- [WORK REQUEST]:
Every picture is to be removed, and all the data is to be copied exactly.

*** GIVEN INFORMATION ***

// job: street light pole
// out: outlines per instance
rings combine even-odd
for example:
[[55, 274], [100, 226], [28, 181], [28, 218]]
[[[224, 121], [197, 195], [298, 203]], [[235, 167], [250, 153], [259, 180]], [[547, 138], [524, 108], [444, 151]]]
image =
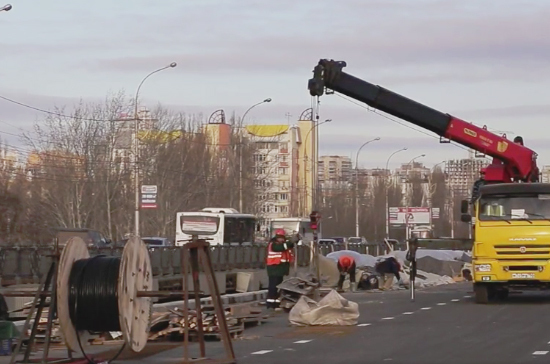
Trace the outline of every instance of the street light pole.
[[[267, 102], [271, 102], [271, 98], [267, 98], [261, 102], [258, 102], [257, 104], [250, 106], [241, 117], [241, 128], [244, 126], [244, 118], [246, 117], [246, 114], [248, 114], [248, 112], [256, 106], [265, 104]], [[240, 132], [239, 149], [239, 212], [243, 213], [243, 130], [241, 130]]]
[[[321, 126], [325, 123], [330, 123], [332, 121], [332, 119], [326, 119], [325, 121], [322, 121], [322, 122], [318, 122], [318, 123], [315, 123], [315, 125], [313, 125], [307, 132], [306, 134], [306, 137], [304, 138], [304, 211], [303, 211], [303, 214], [304, 216], [309, 214], [308, 211], [306, 211], [306, 201], [307, 201], [307, 168], [306, 168], [306, 163], [307, 163], [307, 140], [309, 138], [309, 134], [311, 134], [311, 132], [316, 129], [317, 131], [319, 130], [317, 127], [318, 126]], [[315, 144], [317, 145], [317, 143], [319, 143], [319, 140], [318, 138], [315, 139]], [[313, 149], [313, 148], [312, 148]], [[316, 206], [315, 205], [315, 201], [313, 200], [314, 197], [315, 197], [315, 194], [314, 194], [314, 188], [317, 188], [315, 182], [316, 182], [316, 178], [315, 178], [315, 174], [317, 173], [317, 168], [315, 168], [315, 163], [318, 162], [318, 158], [319, 156], [317, 156], [317, 147], [315, 148], [315, 150], [313, 150], [313, 157], [311, 158], [311, 173], [312, 173], [312, 176], [311, 176], [311, 207], [312, 207], [312, 210], [315, 209]]]
[[[426, 156], [426, 154], [420, 154], [419, 156], [416, 156], [413, 159], [411, 159], [410, 162], [407, 163], [407, 165], [408, 166], [413, 166], [412, 163], [416, 159], [422, 158], [422, 157], [425, 157], [425, 156]], [[408, 192], [409, 192], [409, 188], [408, 188], [408, 181], [407, 181], [407, 195], [408, 195]], [[405, 201], [407, 201], [406, 206], [405, 206], [405, 240], [408, 241], [409, 240], [409, 196], [405, 197]]]
[[357, 154], [355, 155], [355, 236], [359, 237], [359, 169], [358, 169], [358, 163], [359, 163], [359, 153], [361, 153], [361, 149], [369, 143], [376, 142], [380, 140], [379, 137], [376, 137], [372, 140], [369, 140], [363, 145], [359, 147], [359, 150], [357, 151]]
[[137, 91], [136, 91], [136, 97], [134, 99], [134, 192], [135, 192], [135, 217], [134, 217], [134, 234], [135, 236], [139, 236], [139, 167], [138, 167], [138, 160], [139, 160], [139, 140], [138, 140], [138, 132], [139, 132], [139, 115], [138, 115], [138, 98], [139, 98], [139, 91], [141, 90], [141, 86], [147, 80], [149, 77], [154, 75], [157, 72], [163, 71], [167, 68], [174, 68], [177, 66], [176, 62], [170, 63], [168, 66], [159, 68], [158, 70], [155, 70], [151, 73], [149, 73], [147, 76], [141, 80]]
[[[401, 149], [399, 149], [399, 150], [396, 150], [395, 152], [393, 152], [392, 154], [390, 154], [390, 156], [388, 157], [388, 160], [386, 161], [386, 173], [389, 174], [389, 169], [388, 169], [388, 168], [389, 168], [389, 164], [390, 164], [391, 158], [392, 158], [395, 154], [397, 154], [397, 153], [399, 153], [399, 152], [403, 152], [403, 151], [405, 151], [405, 150], [407, 150], [406, 147], [405, 147], [405, 148], [401, 148]], [[388, 177], [389, 177], [389, 176], [386, 176], [386, 178], [388, 178]], [[388, 179], [389, 179], [389, 178], [388, 178]], [[388, 191], [387, 191], [387, 189], [388, 189], [388, 187], [389, 187], [389, 183], [388, 183], [388, 182], [389, 182], [388, 180], [385, 181], [385, 187], [386, 187], [386, 191], [385, 191], [385, 194], [386, 194], [386, 239], [389, 239], [389, 238], [390, 238], [390, 211], [389, 211], [389, 210], [390, 210], [390, 207], [389, 207], [389, 199], [388, 199]]]
[[0, 11], [10, 11], [12, 8], [11, 4], [6, 4], [0, 8]]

*** End of GIVEN INFORMATION ***

- [EXERCISE SOLUTION]:
// job: street light pole
// out: outlines per instance
rings combine even-odd
for example:
[[55, 274], [100, 226], [28, 181], [28, 218]]
[[[224, 121], [197, 195], [298, 203]], [[235, 167], [250, 153], [259, 180]], [[547, 138], [524, 108], [444, 151]]]
image =
Trace the outline of every instance of the street light pole.
[[[267, 102], [271, 102], [271, 98], [267, 98], [261, 102], [258, 102], [257, 104], [250, 106], [241, 117], [241, 128], [244, 126], [244, 118], [246, 117], [246, 114], [248, 114], [248, 112], [256, 106], [265, 104]], [[240, 132], [239, 149], [239, 212], [243, 213], [243, 130], [241, 130]]]
[[[321, 126], [325, 123], [330, 123], [332, 121], [332, 119], [326, 119], [325, 121], [322, 121], [322, 122], [318, 122], [318, 123], [315, 123], [315, 125], [313, 125], [307, 132], [306, 134], [306, 137], [304, 138], [304, 211], [303, 211], [303, 214], [304, 216], [309, 214], [308, 211], [306, 211], [306, 201], [307, 201], [307, 168], [306, 168], [306, 163], [307, 163], [307, 140], [309, 138], [309, 134], [311, 134], [311, 132], [316, 129], [317, 131], [319, 130], [317, 127], [318, 126]], [[315, 144], [317, 145], [317, 143], [319, 143], [319, 140], [318, 138], [315, 139]], [[313, 149], [313, 148], [312, 148]], [[316, 206], [315, 205], [315, 201], [313, 200], [314, 197], [315, 197], [315, 194], [314, 194], [314, 188], [317, 188], [315, 182], [316, 182], [316, 178], [315, 178], [315, 174], [317, 173], [317, 168], [315, 168], [315, 163], [318, 162], [318, 158], [319, 156], [317, 156], [317, 147], [315, 148], [315, 150], [313, 150], [313, 157], [311, 158], [311, 173], [312, 173], [312, 176], [311, 176], [311, 207], [312, 207], [312, 210], [315, 209]]]
[[[426, 156], [426, 154], [420, 154], [419, 156], [416, 156], [413, 159], [411, 159], [410, 162], [407, 163], [407, 165], [408, 166], [413, 166], [412, 163], [416, 159], [422, 158], [422, 157], [425, 157], [425, 156]], [[408, 192], [409, 192], [409, 188], [408, 188], [408, 181], [407, 181], [407, 195], [408, 195]], [[405, 201], [407, 201], [406, 206], [405, 206], [405, 240], [408, 241], [409, 240], [409, 196], [405, 197]]]
[[357, 154], [355, 155], [355, 236], [359, 237], [359, 169], [358, 169], [358, 163], [359, 163], [359, 153], [361, 153], [361, 149], [369, 143], [376, 142], [380, 140], [379, 137], [376, 137], [372, 140], [369, 140], [363, 145], [359, 147], [359, 150], [357, 151]]
[[137, 91], [136, 91], [136, 97], [134, 99], [134, 192], [135, 192], [135, 217], [134, 217], [134, 234], [135, 236], [139, 236], [139, 167], [138, 167], [138, 160], [139, 160], [139, 140], [138, 140], [138, 132], [139, 132], [139, 115], [138, 115], [138, 98], [139, 98], [139, 91], [141, 90], [141, 86], [147, 80], [149, 77], [154, 75], [157, 72], [163, 71], [167, 68], [174, 68], [177, 66], [176, 62], [170, 63], [168, 66], [159, 68], [158, 70], [155, 70], [151, 73], [149, 73], [147, 76], [141, 80]]
[[[401, 149], [399, 149], [399, 150], [396, 150], [395, 152], [393, 152], [392, 154], [390, 154], [390, 156], [388, 157], [388, 160], [386, 161], [386, 173], [389, 174], [389, 169], [388, 169], [388, 168], [389, 168], [389, 164], [390, 164], [391, 158], [392, 158], [395, 154], [397, 154], [397, 153], [399, 153], [399, 152], [403, 152], [403, 151], [405, 151], [405, 150], [407, 150], [406, 147], [405, 147], [405, 148], [401, 148]], [[388, 177], [389, 177], [389, 176], [386, 176], [386, 178], [388, 178]], [[388, 179], [389, 179], [389, 178], [388, 178]], [[388, 191], [387, 191], [387, 189], [388, 189], [388, 187], [389, 187], [389, 183], [388, 183], [388, 182], [389, 182], [388, 180], [385, 181], [385, 187], [386, 187], [386, 191], [385, 191], [385, 194], [386, 194], [386, 239], [389, 239], [389, 238], [390, 238], [390, 211], [389, 211], [389, 210], [390, 210], [390, 207], [389, 207], [389, 199], [388, 199]]]
[[0, 11], [10, 11], [12, 8], [11, 4], [6, 4], [0, 8]]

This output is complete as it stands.